▶ Travail demandé
**1)** Qui signe le document source, et à quelle date ?
**2)** Pour chacune des affirmations suivantes, indiquez si elle concorde avec le document source, par oui ou par non, en citant textuellement les mots qui tranchent.
(a) L'instit évoqué avait perdu le goût d'enseigner.
(b) L'auteur se rappelle avec certitude de qui il était question dans cette histoire d'instit.
(c) Le passage que l'auteur espère avoir été savouré s'intitule « Scandale sur un titre ».
**3)** Recopiez à l'identique le passage du document source qui commence par « Voilà, c'est fait... » et se termine par « macho transgénique ? ».

▶ Document source
Voilà, c'est fait... J'espère que vous avez particulièrement savouré le passage " Scandale sur un titre" et que vous savez désormais qui est Dom.

Ce que tu dis de ton ancien copain qui n'était pas moi est édifiant, ma foi. " S'écouter écrire". Là, c'est foutu !
Me souviens que tu m'avais raconté, (mais je ne sais plus si tu parlais de toi ou d'un autre copain qui n'était pas moi), en tout cas il s'agissait d'un instit qui avait perdu le feeling, le goût d'enseigner et qui avait l'impression de se "regarder enseigner".

Gustin : joli raccourci, ma foi !
Bises

Écrit par : Bertrand | 14.05.2014

Ce coq ferait donc partie de cette espèce démocratique du macho transgénique ?

▶ Données extraites
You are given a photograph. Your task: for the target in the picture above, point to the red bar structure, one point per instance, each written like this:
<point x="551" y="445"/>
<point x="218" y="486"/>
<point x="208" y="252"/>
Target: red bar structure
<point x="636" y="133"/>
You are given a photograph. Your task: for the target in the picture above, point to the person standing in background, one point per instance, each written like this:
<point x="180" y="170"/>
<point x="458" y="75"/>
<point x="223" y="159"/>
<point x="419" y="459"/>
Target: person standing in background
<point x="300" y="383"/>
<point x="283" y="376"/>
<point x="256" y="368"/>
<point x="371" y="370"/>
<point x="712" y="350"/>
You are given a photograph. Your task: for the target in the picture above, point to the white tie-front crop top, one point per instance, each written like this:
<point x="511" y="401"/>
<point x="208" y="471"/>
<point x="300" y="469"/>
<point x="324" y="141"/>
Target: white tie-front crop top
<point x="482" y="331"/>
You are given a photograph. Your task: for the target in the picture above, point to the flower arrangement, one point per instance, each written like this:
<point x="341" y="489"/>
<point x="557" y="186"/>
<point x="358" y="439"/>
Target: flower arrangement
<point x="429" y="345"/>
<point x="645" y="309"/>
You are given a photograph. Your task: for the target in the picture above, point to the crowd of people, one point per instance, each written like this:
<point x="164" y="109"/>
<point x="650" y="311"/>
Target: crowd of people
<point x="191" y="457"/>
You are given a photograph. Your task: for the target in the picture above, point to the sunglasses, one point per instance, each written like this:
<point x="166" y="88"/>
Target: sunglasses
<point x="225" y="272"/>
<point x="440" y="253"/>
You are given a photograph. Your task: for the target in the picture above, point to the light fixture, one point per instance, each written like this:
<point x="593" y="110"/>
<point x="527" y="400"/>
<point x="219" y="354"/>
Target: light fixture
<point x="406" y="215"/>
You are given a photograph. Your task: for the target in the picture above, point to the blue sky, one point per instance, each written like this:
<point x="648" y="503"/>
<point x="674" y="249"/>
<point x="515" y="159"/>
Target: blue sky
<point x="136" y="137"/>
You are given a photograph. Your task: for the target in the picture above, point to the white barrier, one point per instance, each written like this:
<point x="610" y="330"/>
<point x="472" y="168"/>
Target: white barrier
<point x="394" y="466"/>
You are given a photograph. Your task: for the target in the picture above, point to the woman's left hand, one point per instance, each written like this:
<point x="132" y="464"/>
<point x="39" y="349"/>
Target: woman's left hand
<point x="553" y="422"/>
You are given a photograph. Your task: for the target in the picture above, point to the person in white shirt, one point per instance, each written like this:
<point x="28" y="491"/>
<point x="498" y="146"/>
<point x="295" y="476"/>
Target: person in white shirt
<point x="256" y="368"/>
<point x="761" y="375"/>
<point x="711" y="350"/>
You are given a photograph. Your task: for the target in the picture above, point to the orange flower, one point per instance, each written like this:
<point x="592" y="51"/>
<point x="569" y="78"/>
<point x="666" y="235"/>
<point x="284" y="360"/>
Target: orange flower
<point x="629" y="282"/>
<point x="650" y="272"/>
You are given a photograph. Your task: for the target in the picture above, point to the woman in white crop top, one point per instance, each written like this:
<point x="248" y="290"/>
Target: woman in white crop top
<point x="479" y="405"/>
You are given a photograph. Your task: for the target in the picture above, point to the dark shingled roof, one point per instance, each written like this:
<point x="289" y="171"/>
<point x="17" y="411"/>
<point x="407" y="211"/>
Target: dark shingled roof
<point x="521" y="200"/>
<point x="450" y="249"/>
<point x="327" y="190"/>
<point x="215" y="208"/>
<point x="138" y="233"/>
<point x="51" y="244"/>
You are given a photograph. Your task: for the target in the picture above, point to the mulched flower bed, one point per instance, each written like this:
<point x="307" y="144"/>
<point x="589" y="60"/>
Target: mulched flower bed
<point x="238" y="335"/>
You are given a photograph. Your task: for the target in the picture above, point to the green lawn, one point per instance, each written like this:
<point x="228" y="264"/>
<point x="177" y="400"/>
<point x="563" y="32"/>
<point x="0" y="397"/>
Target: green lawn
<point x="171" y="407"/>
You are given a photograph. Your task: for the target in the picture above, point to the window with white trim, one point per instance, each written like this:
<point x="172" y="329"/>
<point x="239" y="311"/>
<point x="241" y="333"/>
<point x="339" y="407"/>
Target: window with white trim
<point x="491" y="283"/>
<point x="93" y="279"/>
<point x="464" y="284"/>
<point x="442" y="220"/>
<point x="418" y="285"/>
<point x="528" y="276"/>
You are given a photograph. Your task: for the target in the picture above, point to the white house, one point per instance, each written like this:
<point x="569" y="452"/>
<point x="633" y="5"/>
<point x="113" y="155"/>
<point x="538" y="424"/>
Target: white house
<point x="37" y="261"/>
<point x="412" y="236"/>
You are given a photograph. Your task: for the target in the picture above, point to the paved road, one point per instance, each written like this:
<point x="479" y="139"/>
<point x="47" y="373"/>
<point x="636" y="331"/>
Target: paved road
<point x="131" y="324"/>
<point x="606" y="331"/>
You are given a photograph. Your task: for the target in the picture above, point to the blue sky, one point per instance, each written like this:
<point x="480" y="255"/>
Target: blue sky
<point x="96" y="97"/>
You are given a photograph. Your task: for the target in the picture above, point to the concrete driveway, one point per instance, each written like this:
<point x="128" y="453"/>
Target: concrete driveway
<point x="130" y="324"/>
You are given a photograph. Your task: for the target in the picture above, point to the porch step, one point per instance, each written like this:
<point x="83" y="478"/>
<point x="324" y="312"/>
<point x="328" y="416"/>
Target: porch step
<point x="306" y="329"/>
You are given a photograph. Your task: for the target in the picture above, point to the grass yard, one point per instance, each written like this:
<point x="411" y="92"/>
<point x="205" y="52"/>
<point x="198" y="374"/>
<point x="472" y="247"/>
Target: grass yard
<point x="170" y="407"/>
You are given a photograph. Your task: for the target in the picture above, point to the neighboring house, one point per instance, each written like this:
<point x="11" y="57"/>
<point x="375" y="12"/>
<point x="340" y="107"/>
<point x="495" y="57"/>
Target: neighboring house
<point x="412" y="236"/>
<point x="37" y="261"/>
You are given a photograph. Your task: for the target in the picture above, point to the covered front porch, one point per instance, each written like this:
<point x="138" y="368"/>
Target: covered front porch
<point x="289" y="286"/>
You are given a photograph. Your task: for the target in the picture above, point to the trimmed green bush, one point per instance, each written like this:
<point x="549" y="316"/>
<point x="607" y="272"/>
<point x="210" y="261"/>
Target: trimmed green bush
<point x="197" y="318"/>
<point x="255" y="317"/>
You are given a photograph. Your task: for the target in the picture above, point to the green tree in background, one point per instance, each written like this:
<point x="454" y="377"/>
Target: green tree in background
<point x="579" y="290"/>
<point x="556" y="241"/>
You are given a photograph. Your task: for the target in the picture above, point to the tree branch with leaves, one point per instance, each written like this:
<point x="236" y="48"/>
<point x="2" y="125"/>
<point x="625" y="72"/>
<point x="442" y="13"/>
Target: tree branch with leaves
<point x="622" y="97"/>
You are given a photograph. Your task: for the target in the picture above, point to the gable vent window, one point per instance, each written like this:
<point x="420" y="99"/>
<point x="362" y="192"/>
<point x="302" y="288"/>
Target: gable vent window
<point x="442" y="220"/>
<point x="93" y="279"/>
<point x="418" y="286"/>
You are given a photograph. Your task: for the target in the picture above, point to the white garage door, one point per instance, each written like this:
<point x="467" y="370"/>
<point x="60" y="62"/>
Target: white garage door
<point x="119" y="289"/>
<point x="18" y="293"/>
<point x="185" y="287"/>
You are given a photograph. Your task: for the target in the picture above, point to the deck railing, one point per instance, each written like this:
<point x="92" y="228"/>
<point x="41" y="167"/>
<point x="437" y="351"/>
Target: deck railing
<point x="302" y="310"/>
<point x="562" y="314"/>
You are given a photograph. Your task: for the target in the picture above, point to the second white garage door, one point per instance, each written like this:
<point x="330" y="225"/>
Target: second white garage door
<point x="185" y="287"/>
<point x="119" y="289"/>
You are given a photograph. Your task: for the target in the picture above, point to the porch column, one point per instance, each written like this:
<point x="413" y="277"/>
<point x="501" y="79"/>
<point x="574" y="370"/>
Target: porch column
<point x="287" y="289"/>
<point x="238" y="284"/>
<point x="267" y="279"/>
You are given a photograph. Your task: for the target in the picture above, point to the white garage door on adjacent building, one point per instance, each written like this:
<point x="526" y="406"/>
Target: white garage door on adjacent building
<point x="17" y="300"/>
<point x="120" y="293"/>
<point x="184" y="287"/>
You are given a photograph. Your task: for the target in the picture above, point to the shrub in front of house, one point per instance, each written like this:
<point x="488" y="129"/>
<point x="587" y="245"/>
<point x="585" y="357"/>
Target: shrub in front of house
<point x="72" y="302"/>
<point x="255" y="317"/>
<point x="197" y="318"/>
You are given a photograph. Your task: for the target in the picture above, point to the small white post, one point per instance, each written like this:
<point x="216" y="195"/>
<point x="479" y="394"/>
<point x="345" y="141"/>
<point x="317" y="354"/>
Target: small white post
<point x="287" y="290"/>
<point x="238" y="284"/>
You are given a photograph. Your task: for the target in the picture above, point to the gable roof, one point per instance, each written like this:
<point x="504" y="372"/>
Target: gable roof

▶ Corrigé
**1)** Bertrand, le 14.05.2014.

**2)**
(a) Oui : « un instit qui avait perdu le feeling, le goût d'enseigner »
(b) Non : « je ne sais plus si tu parlais de toi ou d'un autre copain qui n'était pas moi »
(c) Oui : « le passage " Scandale sur un titre" »

**3)**
Voilà, c'est fait... J'espère que vous avez particulièrement savouré le passage " Scandale sur un titre" et que vous savez désormais qui est Dom.

Ce que tu dis de ton ancien copain qui n'était pas moi est édifiant, ma foi. " S'écouter écrire". Là, c'est foutu !
Me souviens que tu m'avais raconté, (mais je ne sais plus si tu parlais de toi ou d'un autre copain qui n'était pas moi), en tout cas il s'agissait d'un instit qui avait perdu le feeling, le goût d'enseigner et qui avait l'impression de se "regarder enseigner".

Gustin : joli raccourci, ma foi !
Bises

Écrit par : Bertrand | 14.05.2014

Ce coq ferait donc partie de cette espèce démocratique du macho transgénique ?